- _Questions on the material_
**a.** Answer these questions about the passage on 911 DDoS attacks:
(i) Researchers from which university first studied a mobile phone botnet attacking 911 services?
(ii) How many bots would attackers need to block emergency services in an entire state for days?
(iii) Whose 911 network was the team's simulated cellular network modeled after?
**b.** Could you copy the passage on 911 DDoS attacks word for word, from "In the research" to "services across America."?

- _Given passage_
+++

Since most folks walk around with their mobile phones, and many have done away with their landline phone service at home, a good portion of calls made to 911 come from smartphones. Researchers from Ben Gurion University were the first to study what would happen if a mobile phone botnet were to launch a DDoS attack on 911 services. What they found, basically, is that such a telephony denial of service (TDoS) attack would cripple the 911 emergency system.
In the research paper “9-1-1 DDoS: Threat, Analysis and Mitigation” (pdf), the researchers said that it would take less than 6,000 “bots (or $100K hardware)” for attackers to “block emergency services in an entire state (e.g., North Carolina) for days.”
The bots would be the result of infected mobile phones. Phone owners would not realize their phones were infected, part of the botnet, and making 911 calls. Researchers said 50,000 infected smartphones could prevent 90% of all North Carolina wireless 911 callers from reaching an emergency call taker. If 200,000 smartphones were infected by attackers, then the resulting TDoS attack could “jeopardize” 911 services across America.
The team simulated a cellular network modeled after the 911 network in North Carolina and then showed how attackers could exploit it. For starters, the team described an anonymized “DDoS attack on 911 that cannot be blocked though conventional means.”

+++

- _Data to examine_
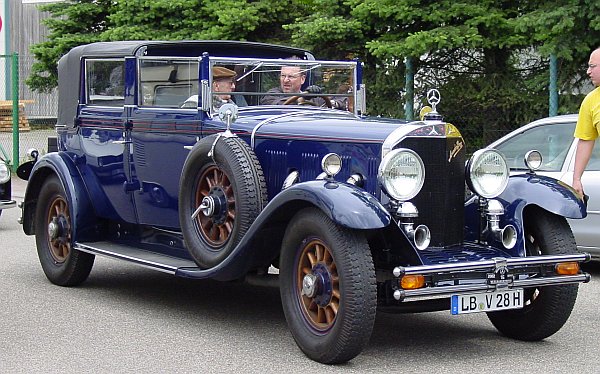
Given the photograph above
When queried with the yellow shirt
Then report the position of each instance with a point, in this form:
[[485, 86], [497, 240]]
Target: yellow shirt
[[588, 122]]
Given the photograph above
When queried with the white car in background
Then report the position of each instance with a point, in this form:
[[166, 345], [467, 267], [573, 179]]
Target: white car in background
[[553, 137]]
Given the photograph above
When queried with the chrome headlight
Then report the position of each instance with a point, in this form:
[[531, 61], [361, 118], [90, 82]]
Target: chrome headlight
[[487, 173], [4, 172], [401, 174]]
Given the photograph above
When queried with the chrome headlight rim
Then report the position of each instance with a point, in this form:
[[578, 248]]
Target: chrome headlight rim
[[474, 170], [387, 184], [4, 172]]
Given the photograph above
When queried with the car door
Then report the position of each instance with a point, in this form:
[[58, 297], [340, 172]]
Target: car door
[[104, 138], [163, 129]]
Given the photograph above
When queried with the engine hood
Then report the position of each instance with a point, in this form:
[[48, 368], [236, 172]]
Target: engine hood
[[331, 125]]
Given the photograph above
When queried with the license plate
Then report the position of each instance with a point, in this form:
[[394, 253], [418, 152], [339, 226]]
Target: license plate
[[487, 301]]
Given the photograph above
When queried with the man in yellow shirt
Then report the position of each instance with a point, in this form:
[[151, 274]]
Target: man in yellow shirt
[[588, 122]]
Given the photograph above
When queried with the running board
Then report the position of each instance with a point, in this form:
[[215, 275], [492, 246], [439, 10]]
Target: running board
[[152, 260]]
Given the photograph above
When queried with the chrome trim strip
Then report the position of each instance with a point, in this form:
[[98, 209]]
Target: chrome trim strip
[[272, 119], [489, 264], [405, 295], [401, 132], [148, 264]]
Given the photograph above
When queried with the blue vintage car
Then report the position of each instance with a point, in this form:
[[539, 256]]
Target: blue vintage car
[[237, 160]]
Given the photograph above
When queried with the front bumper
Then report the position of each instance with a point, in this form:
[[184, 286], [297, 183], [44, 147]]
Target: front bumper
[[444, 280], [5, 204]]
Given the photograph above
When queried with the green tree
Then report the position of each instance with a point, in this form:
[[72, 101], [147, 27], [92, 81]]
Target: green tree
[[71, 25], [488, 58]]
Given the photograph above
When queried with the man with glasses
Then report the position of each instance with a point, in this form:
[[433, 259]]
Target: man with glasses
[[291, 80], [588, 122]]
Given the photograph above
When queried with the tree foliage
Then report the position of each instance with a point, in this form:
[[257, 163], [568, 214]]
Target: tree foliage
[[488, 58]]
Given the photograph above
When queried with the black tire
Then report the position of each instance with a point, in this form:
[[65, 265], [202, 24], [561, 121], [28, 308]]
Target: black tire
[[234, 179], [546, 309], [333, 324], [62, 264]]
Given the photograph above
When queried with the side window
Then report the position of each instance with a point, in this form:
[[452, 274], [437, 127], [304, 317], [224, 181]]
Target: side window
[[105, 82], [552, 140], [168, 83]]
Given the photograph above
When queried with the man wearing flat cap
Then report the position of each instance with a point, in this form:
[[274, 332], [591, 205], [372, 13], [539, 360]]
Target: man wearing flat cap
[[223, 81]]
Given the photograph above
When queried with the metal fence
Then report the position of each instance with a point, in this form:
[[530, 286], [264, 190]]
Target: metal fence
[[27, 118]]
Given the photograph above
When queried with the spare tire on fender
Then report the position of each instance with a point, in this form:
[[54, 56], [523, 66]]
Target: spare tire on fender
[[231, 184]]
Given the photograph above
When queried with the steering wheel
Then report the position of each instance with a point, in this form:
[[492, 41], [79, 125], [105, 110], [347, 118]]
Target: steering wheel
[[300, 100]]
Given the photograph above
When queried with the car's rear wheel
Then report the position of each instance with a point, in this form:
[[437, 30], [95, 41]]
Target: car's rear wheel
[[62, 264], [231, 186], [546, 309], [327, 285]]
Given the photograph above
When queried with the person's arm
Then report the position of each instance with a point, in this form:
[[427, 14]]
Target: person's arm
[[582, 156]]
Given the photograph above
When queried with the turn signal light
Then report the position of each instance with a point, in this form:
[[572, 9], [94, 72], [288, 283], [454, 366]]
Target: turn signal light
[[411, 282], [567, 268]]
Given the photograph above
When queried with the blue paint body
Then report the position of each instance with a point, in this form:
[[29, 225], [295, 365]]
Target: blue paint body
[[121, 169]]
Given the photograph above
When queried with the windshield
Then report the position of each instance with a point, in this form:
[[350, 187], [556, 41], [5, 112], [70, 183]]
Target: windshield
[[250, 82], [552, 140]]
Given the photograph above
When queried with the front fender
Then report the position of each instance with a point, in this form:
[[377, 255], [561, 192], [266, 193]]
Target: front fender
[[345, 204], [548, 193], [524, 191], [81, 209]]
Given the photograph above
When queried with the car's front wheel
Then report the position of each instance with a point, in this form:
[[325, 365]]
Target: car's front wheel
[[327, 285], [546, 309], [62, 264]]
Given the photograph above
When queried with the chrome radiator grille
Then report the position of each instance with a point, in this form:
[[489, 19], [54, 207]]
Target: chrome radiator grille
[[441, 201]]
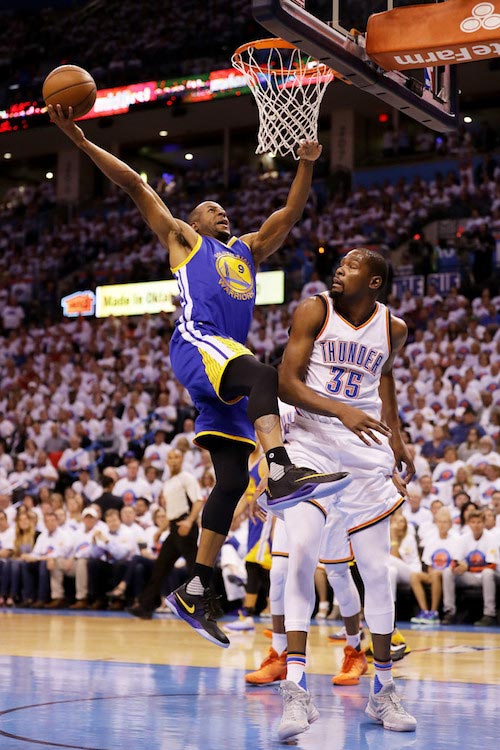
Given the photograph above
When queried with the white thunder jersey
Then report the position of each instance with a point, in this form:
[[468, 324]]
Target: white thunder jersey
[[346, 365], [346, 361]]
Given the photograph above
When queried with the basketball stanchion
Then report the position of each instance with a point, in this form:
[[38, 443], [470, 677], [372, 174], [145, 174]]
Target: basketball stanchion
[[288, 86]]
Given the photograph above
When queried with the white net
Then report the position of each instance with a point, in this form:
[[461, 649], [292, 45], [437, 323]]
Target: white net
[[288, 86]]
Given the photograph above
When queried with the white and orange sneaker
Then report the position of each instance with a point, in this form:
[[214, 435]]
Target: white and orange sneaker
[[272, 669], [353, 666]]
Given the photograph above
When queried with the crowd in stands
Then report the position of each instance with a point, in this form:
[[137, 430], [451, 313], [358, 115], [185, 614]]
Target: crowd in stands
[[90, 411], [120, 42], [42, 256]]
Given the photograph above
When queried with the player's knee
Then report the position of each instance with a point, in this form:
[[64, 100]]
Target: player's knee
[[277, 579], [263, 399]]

+++

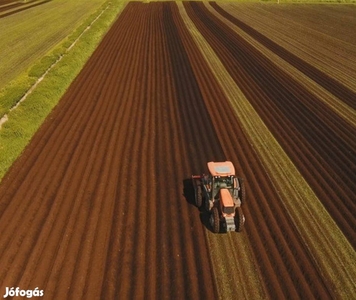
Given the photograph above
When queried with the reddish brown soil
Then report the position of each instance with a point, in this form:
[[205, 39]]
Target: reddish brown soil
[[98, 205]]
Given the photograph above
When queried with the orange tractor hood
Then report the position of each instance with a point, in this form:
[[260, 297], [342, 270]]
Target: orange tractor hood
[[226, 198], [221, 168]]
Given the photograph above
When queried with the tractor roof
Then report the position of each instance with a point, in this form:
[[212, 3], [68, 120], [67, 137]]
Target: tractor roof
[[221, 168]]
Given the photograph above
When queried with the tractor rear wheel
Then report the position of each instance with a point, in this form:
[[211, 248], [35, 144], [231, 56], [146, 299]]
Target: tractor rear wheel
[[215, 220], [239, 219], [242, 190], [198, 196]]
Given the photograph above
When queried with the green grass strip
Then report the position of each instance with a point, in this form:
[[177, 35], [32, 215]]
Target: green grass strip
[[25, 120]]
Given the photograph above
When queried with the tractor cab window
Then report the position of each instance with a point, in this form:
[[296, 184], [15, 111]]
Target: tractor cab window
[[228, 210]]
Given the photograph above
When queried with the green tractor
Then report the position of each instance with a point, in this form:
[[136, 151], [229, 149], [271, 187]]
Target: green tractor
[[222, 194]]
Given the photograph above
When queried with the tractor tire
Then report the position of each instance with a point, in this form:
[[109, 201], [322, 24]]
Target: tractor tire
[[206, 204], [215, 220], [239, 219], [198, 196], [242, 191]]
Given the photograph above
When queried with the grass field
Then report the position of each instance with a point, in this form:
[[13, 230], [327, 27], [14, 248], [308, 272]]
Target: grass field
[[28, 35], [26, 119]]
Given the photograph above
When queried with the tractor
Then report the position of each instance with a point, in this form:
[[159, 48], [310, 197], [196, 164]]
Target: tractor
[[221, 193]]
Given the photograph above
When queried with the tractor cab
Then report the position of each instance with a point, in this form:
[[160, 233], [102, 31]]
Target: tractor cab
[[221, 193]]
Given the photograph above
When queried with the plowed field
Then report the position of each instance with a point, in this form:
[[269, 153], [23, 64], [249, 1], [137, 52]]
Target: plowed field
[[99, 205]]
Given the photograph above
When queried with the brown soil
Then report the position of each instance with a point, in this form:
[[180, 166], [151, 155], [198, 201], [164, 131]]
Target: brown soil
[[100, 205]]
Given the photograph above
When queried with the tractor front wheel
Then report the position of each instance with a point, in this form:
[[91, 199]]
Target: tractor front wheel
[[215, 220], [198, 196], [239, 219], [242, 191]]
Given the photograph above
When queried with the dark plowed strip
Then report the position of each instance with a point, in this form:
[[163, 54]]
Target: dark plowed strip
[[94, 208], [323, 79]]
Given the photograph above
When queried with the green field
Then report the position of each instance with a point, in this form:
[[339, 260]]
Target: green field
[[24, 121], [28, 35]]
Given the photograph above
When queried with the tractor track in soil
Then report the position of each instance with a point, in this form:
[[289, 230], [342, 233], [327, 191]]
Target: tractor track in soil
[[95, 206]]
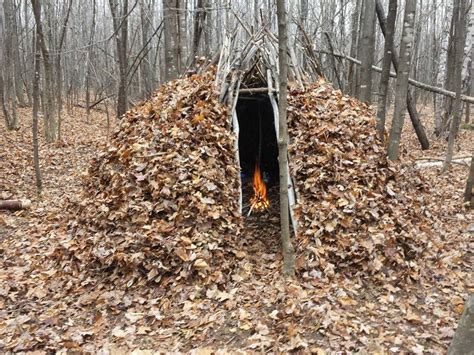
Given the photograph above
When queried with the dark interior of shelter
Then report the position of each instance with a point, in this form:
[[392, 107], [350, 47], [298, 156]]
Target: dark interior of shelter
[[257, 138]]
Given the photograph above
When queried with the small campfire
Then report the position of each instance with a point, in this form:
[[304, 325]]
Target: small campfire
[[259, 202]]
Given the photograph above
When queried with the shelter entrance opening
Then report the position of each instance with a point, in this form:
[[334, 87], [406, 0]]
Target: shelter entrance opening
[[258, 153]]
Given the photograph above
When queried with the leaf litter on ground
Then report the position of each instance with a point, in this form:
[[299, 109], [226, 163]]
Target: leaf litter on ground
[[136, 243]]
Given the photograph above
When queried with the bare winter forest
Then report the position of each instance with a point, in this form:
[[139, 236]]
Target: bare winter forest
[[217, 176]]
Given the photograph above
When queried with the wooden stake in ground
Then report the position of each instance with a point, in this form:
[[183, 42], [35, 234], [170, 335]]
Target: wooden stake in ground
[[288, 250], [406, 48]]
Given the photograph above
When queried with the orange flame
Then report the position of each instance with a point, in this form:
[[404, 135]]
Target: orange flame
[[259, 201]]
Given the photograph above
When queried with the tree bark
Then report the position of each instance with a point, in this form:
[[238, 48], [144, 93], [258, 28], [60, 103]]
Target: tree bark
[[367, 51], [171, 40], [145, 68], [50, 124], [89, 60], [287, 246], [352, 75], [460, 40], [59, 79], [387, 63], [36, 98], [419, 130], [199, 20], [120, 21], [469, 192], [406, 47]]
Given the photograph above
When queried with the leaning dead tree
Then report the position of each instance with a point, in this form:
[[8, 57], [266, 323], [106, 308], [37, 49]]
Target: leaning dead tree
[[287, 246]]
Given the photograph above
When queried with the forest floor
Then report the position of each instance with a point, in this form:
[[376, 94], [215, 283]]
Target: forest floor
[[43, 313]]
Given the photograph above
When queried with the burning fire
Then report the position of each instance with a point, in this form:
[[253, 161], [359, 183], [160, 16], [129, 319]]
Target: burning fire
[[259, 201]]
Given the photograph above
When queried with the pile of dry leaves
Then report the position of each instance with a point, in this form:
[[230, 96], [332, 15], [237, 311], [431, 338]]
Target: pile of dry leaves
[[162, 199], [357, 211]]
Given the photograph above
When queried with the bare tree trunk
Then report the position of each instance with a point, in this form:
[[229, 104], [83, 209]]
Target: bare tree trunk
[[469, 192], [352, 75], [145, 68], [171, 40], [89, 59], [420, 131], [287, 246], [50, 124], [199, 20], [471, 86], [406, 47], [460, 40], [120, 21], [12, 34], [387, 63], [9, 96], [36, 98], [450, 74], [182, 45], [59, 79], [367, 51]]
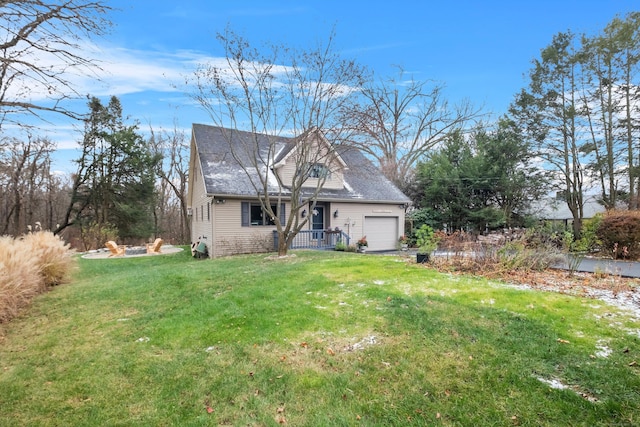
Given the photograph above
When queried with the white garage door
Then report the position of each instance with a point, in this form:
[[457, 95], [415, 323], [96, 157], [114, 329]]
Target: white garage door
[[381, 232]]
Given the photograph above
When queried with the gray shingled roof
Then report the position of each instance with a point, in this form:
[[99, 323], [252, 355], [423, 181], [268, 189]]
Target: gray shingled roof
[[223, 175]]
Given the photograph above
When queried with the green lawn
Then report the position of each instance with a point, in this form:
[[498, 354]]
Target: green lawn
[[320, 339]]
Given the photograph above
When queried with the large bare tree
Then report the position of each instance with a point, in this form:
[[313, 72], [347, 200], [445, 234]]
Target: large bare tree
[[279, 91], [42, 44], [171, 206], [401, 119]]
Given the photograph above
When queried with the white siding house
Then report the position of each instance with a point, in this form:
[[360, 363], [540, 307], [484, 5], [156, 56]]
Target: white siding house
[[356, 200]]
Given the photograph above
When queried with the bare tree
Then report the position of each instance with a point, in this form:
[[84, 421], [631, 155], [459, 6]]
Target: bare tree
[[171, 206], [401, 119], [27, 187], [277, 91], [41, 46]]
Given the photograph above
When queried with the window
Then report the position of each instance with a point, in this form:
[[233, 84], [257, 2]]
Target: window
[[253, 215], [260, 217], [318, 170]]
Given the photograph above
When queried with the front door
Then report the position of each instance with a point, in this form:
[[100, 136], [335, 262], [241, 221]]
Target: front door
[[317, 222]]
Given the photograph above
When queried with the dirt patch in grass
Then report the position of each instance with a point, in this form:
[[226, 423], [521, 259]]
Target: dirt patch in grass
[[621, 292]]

+++

- _Solutions to the problems_
**a.**
(i) Ben Gurion University
(ii) Fewer than 6,000 bots (or $100K hardware)
(iii) North Carolina's

**b.**
In the research paper “9-1-1 DDoS: Threat, Analysis and Mitigation” (pdf), the researchers said that it would take less than 6,000 “bots (or $100K hardware)” for attackers to “block emergency services in an entire state (e.g., North Carolina) for days.”
The bots would be the result of infected mobile phones. Phone owners would not realize their phones were infected, part of the botnet, and making 911 calls. Researchers said 50,000 infected smartphones could prevent 90% of all North Carolina wireless 911 callers from reaching an emergency call taker. If 200,000 smartphones were infected by attackers, then the resulting TDoS attack could “jeopardize” 911 services across America.